» **Record extracts**:

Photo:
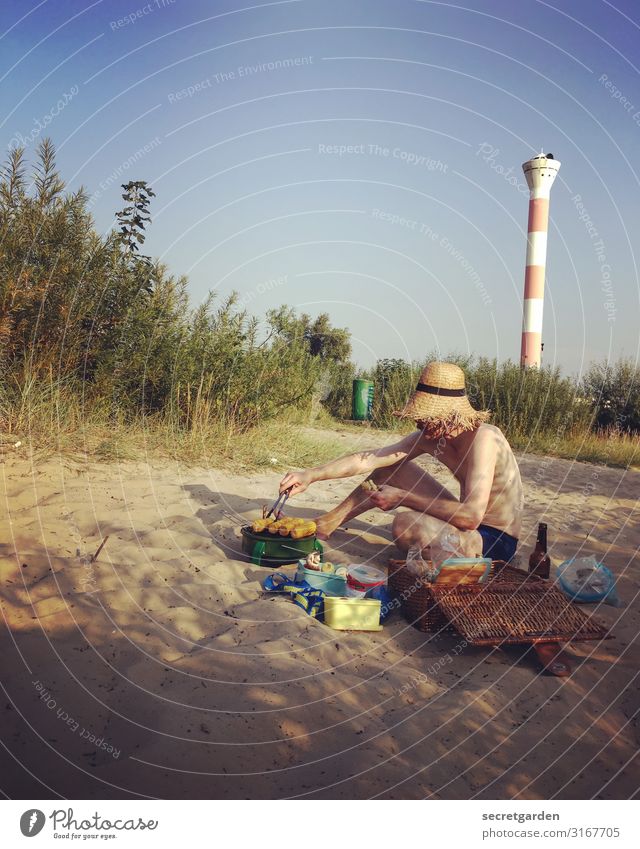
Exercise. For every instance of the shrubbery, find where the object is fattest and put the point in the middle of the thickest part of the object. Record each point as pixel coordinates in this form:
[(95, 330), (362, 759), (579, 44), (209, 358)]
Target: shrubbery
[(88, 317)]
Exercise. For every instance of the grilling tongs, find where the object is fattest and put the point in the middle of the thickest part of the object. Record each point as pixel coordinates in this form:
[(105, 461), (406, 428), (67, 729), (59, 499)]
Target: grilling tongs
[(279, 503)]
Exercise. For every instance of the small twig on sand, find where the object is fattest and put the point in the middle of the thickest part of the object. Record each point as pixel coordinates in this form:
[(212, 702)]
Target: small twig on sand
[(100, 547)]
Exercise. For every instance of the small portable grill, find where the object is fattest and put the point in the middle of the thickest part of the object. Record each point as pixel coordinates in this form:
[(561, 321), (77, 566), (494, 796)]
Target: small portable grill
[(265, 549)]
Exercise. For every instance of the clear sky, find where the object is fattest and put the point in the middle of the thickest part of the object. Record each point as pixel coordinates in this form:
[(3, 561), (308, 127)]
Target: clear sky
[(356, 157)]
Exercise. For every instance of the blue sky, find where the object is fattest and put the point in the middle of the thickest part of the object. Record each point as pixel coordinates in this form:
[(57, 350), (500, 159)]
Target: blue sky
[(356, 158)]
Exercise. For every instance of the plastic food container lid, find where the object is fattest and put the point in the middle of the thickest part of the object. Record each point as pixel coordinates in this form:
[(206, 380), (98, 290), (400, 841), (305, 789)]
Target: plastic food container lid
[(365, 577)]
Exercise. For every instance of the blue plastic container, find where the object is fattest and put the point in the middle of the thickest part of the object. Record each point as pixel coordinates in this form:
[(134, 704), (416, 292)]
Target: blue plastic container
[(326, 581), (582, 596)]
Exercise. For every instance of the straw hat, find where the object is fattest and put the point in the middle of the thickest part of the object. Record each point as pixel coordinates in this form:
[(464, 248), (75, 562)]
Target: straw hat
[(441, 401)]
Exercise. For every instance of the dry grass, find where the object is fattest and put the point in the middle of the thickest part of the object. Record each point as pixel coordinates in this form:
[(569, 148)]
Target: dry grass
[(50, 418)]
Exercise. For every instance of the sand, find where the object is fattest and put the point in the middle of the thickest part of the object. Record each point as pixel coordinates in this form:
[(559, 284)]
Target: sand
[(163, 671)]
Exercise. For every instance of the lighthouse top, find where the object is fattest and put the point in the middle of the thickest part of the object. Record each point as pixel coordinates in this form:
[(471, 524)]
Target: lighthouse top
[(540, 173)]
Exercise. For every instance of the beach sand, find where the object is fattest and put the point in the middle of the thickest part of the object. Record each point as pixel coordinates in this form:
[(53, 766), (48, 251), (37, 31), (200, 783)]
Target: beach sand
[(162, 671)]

--

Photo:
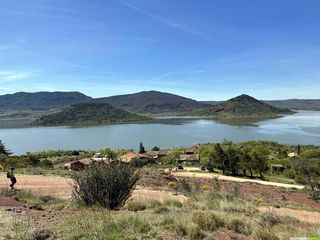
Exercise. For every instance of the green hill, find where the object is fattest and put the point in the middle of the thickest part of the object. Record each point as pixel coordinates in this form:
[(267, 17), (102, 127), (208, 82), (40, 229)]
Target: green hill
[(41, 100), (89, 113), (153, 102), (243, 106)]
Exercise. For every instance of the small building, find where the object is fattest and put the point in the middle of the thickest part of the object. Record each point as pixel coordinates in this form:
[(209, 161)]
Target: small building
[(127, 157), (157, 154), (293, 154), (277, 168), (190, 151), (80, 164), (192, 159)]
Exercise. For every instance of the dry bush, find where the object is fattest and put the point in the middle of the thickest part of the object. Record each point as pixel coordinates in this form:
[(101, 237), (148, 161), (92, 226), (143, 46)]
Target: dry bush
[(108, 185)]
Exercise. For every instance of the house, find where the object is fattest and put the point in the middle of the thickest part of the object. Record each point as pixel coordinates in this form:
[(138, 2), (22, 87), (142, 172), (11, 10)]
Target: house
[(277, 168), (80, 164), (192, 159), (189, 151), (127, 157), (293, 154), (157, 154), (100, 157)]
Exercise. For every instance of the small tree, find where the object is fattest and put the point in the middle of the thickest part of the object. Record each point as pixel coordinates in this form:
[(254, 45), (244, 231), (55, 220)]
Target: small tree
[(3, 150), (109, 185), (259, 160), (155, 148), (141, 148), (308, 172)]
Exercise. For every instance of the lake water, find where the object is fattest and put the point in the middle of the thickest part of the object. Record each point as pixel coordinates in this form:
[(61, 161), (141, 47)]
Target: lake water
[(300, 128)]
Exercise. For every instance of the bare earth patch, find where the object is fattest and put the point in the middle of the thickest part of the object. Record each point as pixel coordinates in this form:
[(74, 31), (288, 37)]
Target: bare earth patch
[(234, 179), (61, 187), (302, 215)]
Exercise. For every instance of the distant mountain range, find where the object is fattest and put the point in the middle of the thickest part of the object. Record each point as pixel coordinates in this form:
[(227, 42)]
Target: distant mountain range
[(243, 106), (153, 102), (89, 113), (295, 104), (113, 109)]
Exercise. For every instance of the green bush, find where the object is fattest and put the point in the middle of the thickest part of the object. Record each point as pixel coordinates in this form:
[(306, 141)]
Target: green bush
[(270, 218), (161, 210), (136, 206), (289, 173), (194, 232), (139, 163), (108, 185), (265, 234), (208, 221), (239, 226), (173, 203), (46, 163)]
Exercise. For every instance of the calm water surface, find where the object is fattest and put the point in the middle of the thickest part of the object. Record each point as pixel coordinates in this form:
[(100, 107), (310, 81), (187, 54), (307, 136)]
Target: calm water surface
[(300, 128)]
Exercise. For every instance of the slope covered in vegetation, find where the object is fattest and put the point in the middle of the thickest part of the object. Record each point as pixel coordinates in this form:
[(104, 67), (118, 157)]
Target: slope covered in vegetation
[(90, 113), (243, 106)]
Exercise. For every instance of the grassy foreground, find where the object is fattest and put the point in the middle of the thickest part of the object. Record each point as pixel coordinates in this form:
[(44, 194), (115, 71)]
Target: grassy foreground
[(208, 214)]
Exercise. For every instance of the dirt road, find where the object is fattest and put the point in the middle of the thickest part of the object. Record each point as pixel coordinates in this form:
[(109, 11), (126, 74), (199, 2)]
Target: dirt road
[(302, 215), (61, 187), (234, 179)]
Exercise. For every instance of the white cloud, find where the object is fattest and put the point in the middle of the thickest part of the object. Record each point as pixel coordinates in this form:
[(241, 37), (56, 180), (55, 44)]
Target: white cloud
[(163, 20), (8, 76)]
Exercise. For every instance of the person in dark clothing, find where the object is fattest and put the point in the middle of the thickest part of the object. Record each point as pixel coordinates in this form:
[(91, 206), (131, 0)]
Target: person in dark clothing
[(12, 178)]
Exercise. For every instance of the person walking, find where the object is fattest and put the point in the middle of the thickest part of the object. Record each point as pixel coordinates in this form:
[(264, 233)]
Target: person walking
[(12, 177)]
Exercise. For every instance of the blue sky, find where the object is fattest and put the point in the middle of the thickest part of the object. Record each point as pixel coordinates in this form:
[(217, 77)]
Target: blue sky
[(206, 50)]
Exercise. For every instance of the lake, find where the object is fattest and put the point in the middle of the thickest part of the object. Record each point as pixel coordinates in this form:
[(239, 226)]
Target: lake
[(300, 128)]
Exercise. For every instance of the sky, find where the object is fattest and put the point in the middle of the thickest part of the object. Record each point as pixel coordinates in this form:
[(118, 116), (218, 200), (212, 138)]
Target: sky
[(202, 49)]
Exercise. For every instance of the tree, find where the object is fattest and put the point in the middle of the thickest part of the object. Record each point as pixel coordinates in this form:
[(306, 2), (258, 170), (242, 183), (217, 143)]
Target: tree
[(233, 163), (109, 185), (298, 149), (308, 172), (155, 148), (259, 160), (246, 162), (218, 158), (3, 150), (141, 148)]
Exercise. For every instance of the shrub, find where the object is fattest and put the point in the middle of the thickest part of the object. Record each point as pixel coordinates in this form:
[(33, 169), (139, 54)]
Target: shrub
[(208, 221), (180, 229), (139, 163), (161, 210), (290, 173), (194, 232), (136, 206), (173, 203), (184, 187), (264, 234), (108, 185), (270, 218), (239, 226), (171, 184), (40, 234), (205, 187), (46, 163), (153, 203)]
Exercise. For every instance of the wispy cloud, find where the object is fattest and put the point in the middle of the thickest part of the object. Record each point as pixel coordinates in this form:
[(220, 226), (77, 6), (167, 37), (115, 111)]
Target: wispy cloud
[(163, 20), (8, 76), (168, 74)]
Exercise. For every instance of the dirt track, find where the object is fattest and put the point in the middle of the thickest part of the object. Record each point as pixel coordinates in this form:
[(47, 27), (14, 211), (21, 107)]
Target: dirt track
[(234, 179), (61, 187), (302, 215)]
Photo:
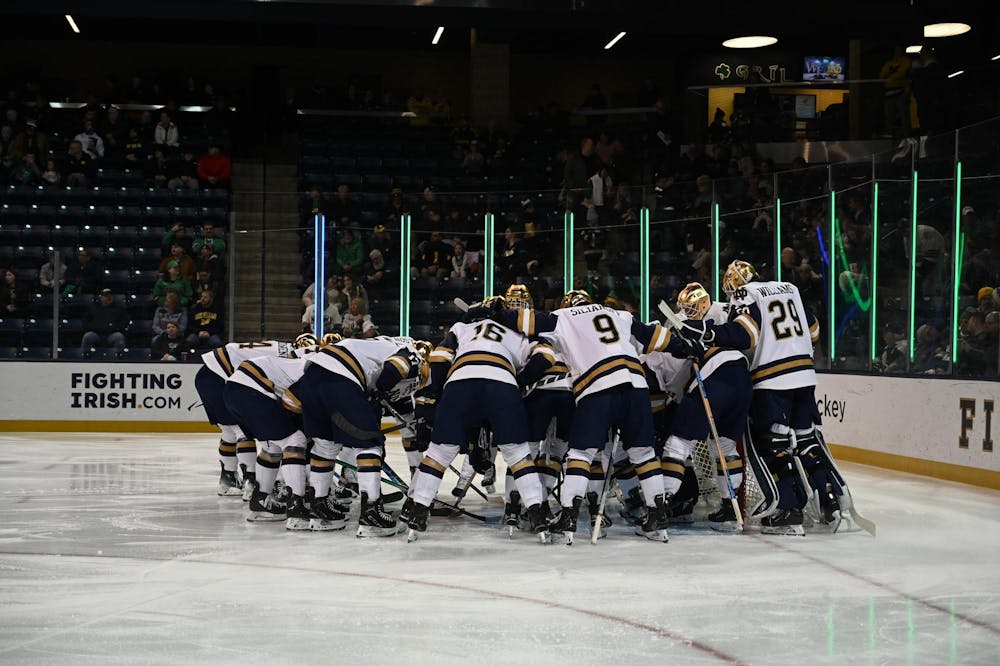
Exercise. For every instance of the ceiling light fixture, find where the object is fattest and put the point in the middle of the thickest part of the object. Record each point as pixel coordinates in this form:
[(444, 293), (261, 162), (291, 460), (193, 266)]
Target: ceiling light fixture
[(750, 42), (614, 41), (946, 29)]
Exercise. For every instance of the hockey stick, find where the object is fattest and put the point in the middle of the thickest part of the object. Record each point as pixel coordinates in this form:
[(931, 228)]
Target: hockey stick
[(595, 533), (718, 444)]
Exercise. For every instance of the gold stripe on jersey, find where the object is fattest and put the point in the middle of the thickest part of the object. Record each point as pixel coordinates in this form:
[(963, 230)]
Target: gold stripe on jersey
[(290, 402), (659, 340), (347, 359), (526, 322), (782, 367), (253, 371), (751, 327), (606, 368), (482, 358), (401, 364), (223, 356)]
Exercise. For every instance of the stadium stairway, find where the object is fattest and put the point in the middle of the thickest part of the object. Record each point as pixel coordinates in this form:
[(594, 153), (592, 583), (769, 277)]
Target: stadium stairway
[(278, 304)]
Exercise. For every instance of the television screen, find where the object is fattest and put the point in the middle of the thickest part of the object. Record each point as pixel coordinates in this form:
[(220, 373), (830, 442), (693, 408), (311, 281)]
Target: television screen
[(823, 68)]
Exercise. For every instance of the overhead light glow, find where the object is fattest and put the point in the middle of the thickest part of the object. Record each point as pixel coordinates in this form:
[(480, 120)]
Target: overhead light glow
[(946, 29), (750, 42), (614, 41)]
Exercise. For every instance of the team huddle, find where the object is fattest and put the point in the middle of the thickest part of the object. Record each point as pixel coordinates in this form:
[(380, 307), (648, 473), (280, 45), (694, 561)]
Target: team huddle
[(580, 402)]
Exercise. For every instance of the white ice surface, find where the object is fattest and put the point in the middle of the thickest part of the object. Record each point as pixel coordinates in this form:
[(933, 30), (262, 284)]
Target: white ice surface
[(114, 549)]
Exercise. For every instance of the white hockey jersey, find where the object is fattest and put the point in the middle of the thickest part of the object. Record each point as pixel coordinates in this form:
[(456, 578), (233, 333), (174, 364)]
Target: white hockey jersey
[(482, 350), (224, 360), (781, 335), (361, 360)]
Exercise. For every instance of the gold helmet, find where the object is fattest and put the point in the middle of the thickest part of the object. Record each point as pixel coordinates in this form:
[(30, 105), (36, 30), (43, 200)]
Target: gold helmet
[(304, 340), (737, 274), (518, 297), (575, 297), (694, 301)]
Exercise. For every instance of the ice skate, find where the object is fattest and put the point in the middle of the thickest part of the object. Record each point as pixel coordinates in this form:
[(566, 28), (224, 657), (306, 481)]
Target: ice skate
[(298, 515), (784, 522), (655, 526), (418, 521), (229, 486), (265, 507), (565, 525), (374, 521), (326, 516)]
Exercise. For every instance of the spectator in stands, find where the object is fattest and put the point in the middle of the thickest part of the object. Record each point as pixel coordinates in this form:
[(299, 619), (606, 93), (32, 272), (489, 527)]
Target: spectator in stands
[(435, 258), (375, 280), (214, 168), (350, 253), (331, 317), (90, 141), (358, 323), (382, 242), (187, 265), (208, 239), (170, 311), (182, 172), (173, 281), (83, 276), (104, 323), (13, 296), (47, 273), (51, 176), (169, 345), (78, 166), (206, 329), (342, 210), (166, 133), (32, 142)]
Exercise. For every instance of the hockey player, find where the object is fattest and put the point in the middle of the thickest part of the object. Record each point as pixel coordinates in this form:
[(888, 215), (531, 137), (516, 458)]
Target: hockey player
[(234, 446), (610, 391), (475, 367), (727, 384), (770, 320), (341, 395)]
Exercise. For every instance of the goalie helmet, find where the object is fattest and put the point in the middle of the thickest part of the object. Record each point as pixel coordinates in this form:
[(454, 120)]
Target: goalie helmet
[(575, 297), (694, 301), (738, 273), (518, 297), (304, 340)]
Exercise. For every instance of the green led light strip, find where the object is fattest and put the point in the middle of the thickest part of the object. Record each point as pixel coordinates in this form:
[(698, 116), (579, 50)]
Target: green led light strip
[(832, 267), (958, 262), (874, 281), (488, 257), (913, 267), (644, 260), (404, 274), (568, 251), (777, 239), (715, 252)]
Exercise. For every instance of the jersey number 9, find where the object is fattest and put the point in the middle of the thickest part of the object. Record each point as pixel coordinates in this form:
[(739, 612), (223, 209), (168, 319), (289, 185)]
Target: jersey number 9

» **Exercise prompt**: Swap "gold helmet" for "black helmet" in the lines from the one with "Exercise. For every instance of the white ice" up to and including the one with "521), (326, 516)]", and write out only those lines with nothing else changed.

» **Exercise response**:
Exercise. For every instance of the white ice surface, find where the object is fattest and put the point in the middle of the thickest part of the object. Record each point as pixel coordinates in this form:
[(933, 30), (262, 284)]
Target: white ice surface
[(114, 549)]
Exercise. For every instance of the white hockey jersey, find where the object is fattest and put the point in the middle of the thickest part of the object. Record each point as pixel coordinates in this form:
[(456, 578), (233, 333), (174, 364)]
Target: white hockey jersey
[(482, 350), (224, 360), (781, 335), (361, 360)]
Exercise. For every instance of the black helmet, find where the object is fattest and put the point in the middle of the thickest part of the object. Record each point as pixel coordinates in this form:
[(30, 105), (36, 30), (43, 200)]
Target: black helmet
[(304, 340), (737, 274), (518, 297), (575, 297), (694, 301)]
Exercise. For every instance of the ice skate, find where the object is fattest and put the point in the middle of the thickest part of the object. Record each point as pixel coordinates in this form:
[(566, 28), (224, 657), (306, 481)]
Target: ice skate
[(298, 515), (784, 522), (655, 526), (418, 521), (229, 486), (265, 507), (565, 525), (374, 521), (326, 516)]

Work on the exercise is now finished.